■ **Request**
List every country named in the news report on South Korea's response to U.S.-Iran tensions.

South Korea is ready to swiftly act to stabilize financial markets if necessary amid escalating military tensions between the United States and Iran, Finance Minister Hong Nam-ki said Wednesday.
Hong made the remarks as volatility in the nation's financial markets rose in the wake of Iran's revenge rocket attacks against U.S.-Iraqi air bases earlier in the morning.
"By closely monitoring markets, the government will cope with the situation in line with contingency plans," Hong told reporters.
Financial authorities are observing movements on the stock and currency markets, Hong said.
In increased risk-off sentiment, South Korea's benchmark KOSPI index dived more than 1.5 percent Wednesday morning and the Korean won dipped 1 percent against the U.S. dollar.
Tensions have been sharply rising since last week's killing of Gen. Qassem Soleimani, arguably Iran's most powerful commander, by a U.S. air strike.

■ **Information supplied**
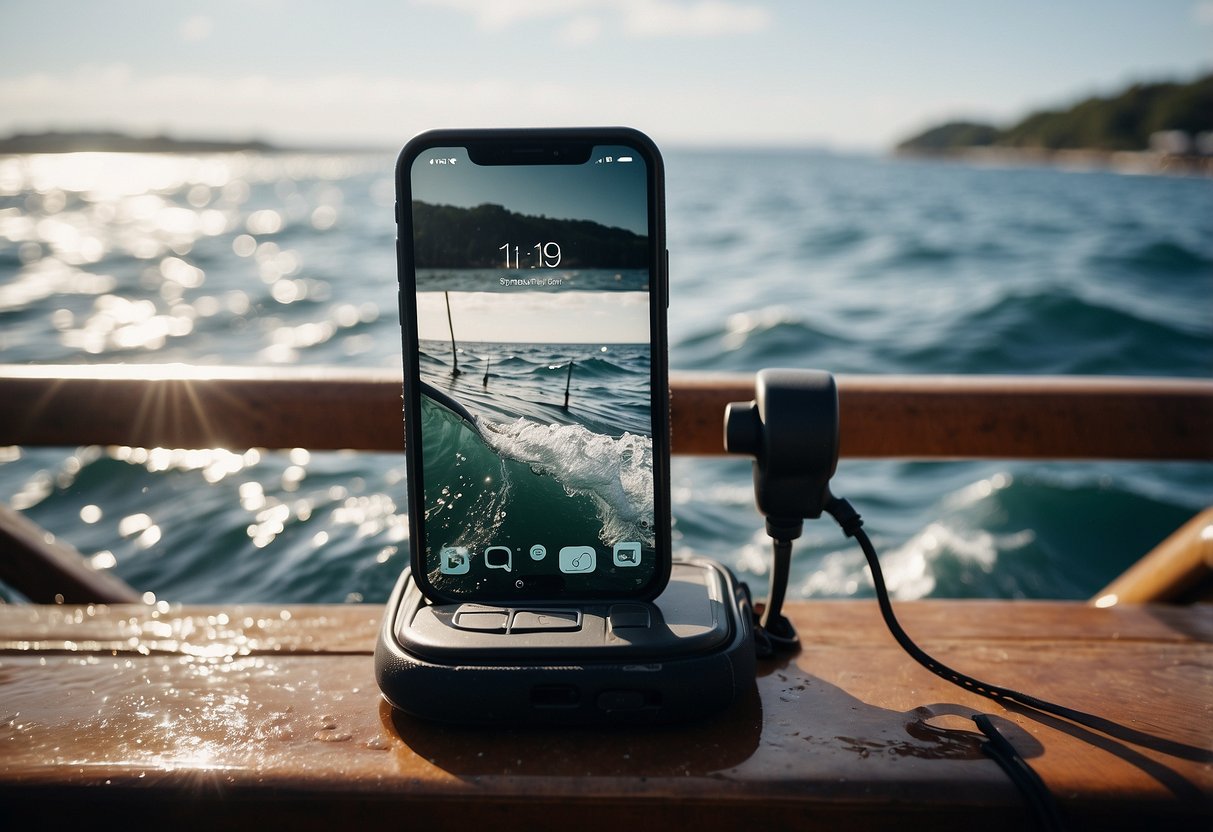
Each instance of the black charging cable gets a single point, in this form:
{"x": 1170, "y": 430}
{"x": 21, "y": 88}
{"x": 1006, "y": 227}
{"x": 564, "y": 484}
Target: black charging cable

■ **Result below**
South Korea, the United States, Iran, Iraq